== Brano proposto
Il lungo torpore della Cina è finito e la locomotiva asiatica ha ripreso il suo ruolo di traino dell’area emergente orientale. Sul mercato azionario il cambio di passo è arrivato a ottobre 2022. Da allora le azioni dell’ex Celeste Impero hanno ricominciato a marciare, spinte dal ritorno della propensione al rischio degli investitori, a cui si è aggiunta a inizio dicembre la decisione del governo di sollevare le misure restrittive imposte con la politica zero-Covid.
Tuttavia, non sono solo questi i motori che stanno spingendo il mercato azionario cinese e di cui trarranno beneficio anche le Borse dei paesi vicini. Marcus Weyerer, senior ETF Investment Strategist di Franklin Templeton ETFs EMEA, affianca ulteriori fattori di crescita, alcuni dei quali nascosti dal complesso scenario geopolitico globale.
Tre anni sotto pressione
All’inizio del mese di dicembre 2022 è avvenuto in Cina ciò che già da qualche tempo era accaduto nelle altre grandi economie globali: le autorità hanno allentato le restrizioni anti-Covid. Come una pentola sotto pressione, l’apertura del coperchio ha fatto ripartire i consumi, favoriti anche dai risparmi accumulati durante tre anni di immobilismo.
La forza della ripartenza si è sommata al supporto fiscale e monetario messo in campo dal governo e dalla People’s Bank of China, la Banca centrale cinese. Insieme alla crescita generata dalla riapertura dell’economia non è però arrivata, a differenza di quanto accaduto in Occidente, l’inflazione.
Secondo le previsioni di consensus elaborate da Bloomberg, i prezzi al consumo dovrebbero crescere del 2,7% nel primo trimestre di quest’anno, del 2,3% nel secondo, del 2,2% nel terzo e del 2% nel quarto. La Cina è l’unica tra le grandi economie globali a non avere il problema dell’inflazione pur con una crescita vista in accelerazione al 5,2% quest’anno, stando alle stime riviste al rialzo del Fondo monetario internazionale.
Cina e Stati Uniti costretti a parlarsi
Dietro le tensioni che preoccupano il mondo intero, Cina e Stati Uniti non hanno mai smesso di parlarsi, o forse sarebbe meglio dire di contrattare. Secondo i dati del Bureau of Economic Analysis degli Usa nel 2022 il commercio tra le due potenze globali ha raggiunto il livello record di 691 miliardi di dollari e le importazioni cinesi negli States sono cresciute del 6,3%.
====
== Dati registrati
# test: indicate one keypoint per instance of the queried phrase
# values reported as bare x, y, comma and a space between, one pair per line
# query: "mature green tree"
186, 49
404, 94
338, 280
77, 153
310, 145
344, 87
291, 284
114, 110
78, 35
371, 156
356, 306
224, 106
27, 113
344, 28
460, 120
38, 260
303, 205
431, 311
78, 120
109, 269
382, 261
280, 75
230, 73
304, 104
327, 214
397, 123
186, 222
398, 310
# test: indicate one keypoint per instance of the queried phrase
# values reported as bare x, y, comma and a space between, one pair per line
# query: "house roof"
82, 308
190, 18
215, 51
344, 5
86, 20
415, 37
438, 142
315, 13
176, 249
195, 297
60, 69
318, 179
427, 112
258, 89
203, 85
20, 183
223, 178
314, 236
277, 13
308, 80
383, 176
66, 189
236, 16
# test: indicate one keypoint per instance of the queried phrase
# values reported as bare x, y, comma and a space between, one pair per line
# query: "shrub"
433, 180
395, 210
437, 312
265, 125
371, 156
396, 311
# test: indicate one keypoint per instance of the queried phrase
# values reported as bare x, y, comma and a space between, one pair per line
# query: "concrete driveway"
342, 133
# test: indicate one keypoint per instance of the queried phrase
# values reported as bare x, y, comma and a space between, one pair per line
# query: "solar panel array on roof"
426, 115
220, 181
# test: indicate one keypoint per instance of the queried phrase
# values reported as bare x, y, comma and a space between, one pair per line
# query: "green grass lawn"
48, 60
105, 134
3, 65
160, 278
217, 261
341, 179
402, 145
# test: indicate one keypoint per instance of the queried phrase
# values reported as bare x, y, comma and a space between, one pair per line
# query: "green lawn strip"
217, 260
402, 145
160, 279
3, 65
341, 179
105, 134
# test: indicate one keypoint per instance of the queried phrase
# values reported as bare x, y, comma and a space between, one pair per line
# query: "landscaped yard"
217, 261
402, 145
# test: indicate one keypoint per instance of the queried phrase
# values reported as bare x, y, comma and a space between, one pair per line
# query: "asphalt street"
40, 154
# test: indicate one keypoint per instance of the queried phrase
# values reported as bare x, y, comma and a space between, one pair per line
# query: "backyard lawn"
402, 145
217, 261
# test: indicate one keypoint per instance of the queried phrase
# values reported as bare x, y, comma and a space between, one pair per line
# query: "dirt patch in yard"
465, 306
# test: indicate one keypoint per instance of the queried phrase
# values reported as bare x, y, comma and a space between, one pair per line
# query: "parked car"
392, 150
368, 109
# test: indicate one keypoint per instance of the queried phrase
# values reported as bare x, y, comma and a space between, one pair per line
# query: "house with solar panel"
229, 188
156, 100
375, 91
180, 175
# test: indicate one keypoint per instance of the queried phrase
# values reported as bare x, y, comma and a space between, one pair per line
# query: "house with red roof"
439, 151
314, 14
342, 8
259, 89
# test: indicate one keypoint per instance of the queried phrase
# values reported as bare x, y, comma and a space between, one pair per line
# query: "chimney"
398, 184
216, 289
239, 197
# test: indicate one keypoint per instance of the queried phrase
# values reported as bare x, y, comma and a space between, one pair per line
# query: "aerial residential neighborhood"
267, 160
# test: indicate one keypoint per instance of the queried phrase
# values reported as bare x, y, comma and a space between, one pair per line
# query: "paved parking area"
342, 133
====
→ Serie di esercizi
• 1. Secondo il brano, a quale percentuale il Fondo monetario internazionale prevede che acceleri la crescita cinese quest'anno?
• 2. Traduci in inglese questa frase del brano: «Sul mercato azionario il cambio di passo è arrivato a ottobre 2022.»
• 3. Trascrivi parola per parola la parte del brano che va da «Il lungo torpore» fino a «scenario geopolitico globale.» compreso.
Il materiale riportato sopra è indipendente dal brano.

→ Soluzioni degli esercizi
• 1. Al 5,2%.

• 2. On the stock market, the change of pace came in October 2022.

• 3.
Il lungo torpore della Cina è finito e la locomotiva asiatica ha ripreso il suo ruolo di traino dell’area emergente orientale. Sul mercato azionario il cambio di passo è arrivato a ottobre 2022. Da allora le azioni dell’ex Celeste Impero hanno ricominciato a marciare, spinte dal ritorno della propensione al rischio degli investitori, a cui si è aggiunta a inizio dicembre la decisione del governo di sollevare le misure restrittive imposte con la politica zero-Covid.
Tuttavia, non sono solo questi i motori che stanno spingendo il mercato azionario cinese e di cui trarranno beneficio anche le Borse dei paesi vicini. Marcus Weyerer, senior ETF Investment Strategist di Franklin Templeton ETFs EMEA, affianca ulteriori fattori di crescita, alcuni dei quali nascosti dal complesso scenario geopolitico globale.